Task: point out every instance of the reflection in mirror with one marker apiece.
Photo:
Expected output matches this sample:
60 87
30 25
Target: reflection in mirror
====
Each line of the data has to be written out exactly as it appears.

Task: point out every instance of the reflection in mirror with one marker apiece.
Photo:
Expected output matches this sample:
60 87
30 25
Target: reflection in mirror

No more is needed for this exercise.